[Entrées extraites d'une collection]

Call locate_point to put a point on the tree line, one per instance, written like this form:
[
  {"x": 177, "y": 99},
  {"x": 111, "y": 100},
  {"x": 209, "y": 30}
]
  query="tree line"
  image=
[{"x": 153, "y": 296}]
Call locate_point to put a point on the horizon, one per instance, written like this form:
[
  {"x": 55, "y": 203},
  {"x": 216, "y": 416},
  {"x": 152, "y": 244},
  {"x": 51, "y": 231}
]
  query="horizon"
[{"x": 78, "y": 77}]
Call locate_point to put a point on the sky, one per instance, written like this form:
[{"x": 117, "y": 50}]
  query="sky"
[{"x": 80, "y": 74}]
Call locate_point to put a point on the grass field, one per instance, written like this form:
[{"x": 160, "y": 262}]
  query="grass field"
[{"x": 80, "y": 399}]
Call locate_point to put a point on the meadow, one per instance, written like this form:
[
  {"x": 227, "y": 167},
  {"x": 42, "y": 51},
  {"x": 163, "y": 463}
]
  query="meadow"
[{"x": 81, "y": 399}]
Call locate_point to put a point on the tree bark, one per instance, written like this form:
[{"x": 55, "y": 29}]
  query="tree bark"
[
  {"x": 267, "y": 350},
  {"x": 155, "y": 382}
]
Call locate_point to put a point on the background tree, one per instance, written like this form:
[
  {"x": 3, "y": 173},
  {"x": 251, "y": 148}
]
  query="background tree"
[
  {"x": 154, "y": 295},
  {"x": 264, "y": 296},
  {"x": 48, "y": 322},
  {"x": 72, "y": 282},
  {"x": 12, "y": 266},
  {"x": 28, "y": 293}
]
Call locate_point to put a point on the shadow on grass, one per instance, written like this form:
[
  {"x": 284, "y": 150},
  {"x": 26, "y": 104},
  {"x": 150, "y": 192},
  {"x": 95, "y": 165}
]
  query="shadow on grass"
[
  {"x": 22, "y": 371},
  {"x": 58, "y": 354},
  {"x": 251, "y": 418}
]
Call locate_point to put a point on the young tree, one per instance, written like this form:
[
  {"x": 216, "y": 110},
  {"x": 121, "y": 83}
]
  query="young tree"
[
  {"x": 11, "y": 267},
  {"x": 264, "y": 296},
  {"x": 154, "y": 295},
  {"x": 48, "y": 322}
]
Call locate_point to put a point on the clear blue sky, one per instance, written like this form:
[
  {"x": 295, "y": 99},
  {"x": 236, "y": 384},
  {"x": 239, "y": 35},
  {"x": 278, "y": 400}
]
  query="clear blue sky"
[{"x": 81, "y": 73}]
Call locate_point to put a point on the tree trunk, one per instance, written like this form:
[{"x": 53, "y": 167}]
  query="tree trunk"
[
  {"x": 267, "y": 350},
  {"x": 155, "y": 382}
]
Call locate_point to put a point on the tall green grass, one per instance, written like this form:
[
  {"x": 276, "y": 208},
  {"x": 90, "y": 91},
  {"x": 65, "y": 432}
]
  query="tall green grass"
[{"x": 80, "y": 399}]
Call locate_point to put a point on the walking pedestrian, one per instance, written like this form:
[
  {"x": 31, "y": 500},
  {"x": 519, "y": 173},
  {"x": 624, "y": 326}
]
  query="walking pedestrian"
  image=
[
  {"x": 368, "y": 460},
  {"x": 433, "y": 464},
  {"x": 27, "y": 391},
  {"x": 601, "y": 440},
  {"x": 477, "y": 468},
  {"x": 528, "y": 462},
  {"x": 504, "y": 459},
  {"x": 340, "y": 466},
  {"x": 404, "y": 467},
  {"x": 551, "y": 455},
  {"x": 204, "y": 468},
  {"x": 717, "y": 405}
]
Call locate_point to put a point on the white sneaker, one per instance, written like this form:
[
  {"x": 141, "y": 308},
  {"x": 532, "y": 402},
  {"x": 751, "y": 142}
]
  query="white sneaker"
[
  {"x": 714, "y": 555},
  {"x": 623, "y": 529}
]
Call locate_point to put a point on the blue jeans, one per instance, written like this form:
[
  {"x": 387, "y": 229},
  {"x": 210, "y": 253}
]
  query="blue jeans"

ÉNONCÉ DU PROBLÈME → Restituez à l'identique l'intégralité des lignes de la liste ci-dessus.

RÉPONSE FINALE →
Call locate_point to put a point on the tree line, one per instance, written like this form:
[
  {"x": 177, "y": 99},
  {"x": 111, "y": 100},
  {"x": 209, "y": 30}
]
  query="tree line"
  image=
[{"x": 153, "y": 296}]
Call locate_point to put a point on the horizon, one per instance, written like this form:
[
  {"x": 55, "y": 203},
  {"x": 216, "y": 416},
  {"x": 152, "y": 244},
  {"x": 51, "y": 231}
]
  query="horizon"
[{"x": 78, "y": 77}]
Call locate_point to put a point on the sky, one per instance, written like this form:
[{"x": 117, "y": 50}]
  query="sky"
[{"x": 80, "y": 74}]
Call locate_point to put a point on the grass field, one per instance, written like this form:
[{"x": 160, "y": 262}]
  query="grass field"
[{"x": 80, "y": 399}]
Call locate_point to put a point on the meadow, one per instance, written like this form:
[
  {"x": 227, "y": 167},
  {"x": 42, "y": 51},
  {"x": 163, "y": 463}
]
  query="meadow"
[{"x": 81, "y": 399}]
Call locate_point to put a point on the tree bark, one per instance, written like this form:
[{"x": 55, "y": 29}]
  query="tree bark"
[
  {"x": 267, "y": 350},
  {"x": 155, "y": 382}
]
Call locate_point to put a point on the background tree, one per instance, written like this form:
[
  {"x": 3, "y": 173},
  {"x": 251, "y": 148}
]
  query="background tree"
[
  {"x": 154, "y": 295},
  {"x": 264, "y": 296},
  {"x": 48, "y": 322},
  {"x": 72, "y": 282},
  {"x": 12, "y": 266},
  {"x": 28, "y": 293}
]
Call locate_point to put a point on the shadow on grass, one per instance, written like this form:
[
  {"x": 284, "y": 150},
  {"x": 26, "y": 104},
  {"x": 150, "y": 192},
  {"x": 95, "y": 165}
]
  query="shadow on grass"
[
  {"x": 22, "y": 371},
  {"x": 58, "y": 354},
  {"x": 251, "y": 418}
]
Call locate_point to put a point on the young tree, one per instance, written like this form:
[
  {"x": 216, "y": 110},
  {"x": 121, "y": 83}
]
  query="young tree"
[
  {"x": 11, "y": 267},
  {"x": 264, "y": 296},
  {"x": 154, "y": 295},
  {"x": 48, "y": 322}
]
Call locate_point to put a point on the clear blue sky, one per instance, written like this form:
[
  {"x": 295, "y": 99},
  {"x": 236, "y": 384},
  {"x": 239, "y": 35},
  {"x": 278, "y": 400}
]
  query="clear blue sky"
[{"x": 81, "y": 73}]
Call locate_point to put a point on the tree trunk, one per instance, written like this form:
[{"x": 53, "y": 167}]
  query="tree trunk"
[
  {"x": 267, "y": 350},
  {"x": 155, "y": 382}
]
Call locate_point to put a point on the tall green grass, one per instance, written like this form:
[
  {"x": 276, "y": 208},
  {"x": 90, "y": 91},
  {"x": 65, "y": 432}
]
  query="tall green grass"
[{"x": 80, "y": 399}]
Call locate_point to put a point on the walking pedestrian, one per instance, written like this form:
[
  {"x": 31, "y": 500},
  {"x": 519, "y": 173},
  {"x": 624, "y": 326}
]
  query="walking pedestrian"
  image=
[
  {"x": 368, "y": 460},
  {"x": 433, "y": 464},
  {"x": 27, "y": 391},
  {"x": 601, "y": 440},
  {"x": 477, "y": 468},
  {"x": 528, "y": 462},
  {"x": 504, "y": 459},
  {"x": 340, "y": 466},
  {"x": 404, "y": 467},
  {"x": 551, "y": 455},
  {"x": 204, "y": 468},
  {"x": 717, "y": 405}
]
Call locate_point to put a point on the white sneaker, one per instance, written like this form:
[
  {"x": 141, "y": 308},
  {"x": 532, "y": 402},
  {"x": 751, "y": 142}
]
  query="white sneaker"
[
  {"x": 714, "y": 555},
  {"x": 623, "y": 529}
]
Call locate_point to put a point on the blue jeans, one per instance, written like this form:
[
  {"x": 387, "y": 229},
  {"x": 210, "y": 253}
]
  query="blue jeans"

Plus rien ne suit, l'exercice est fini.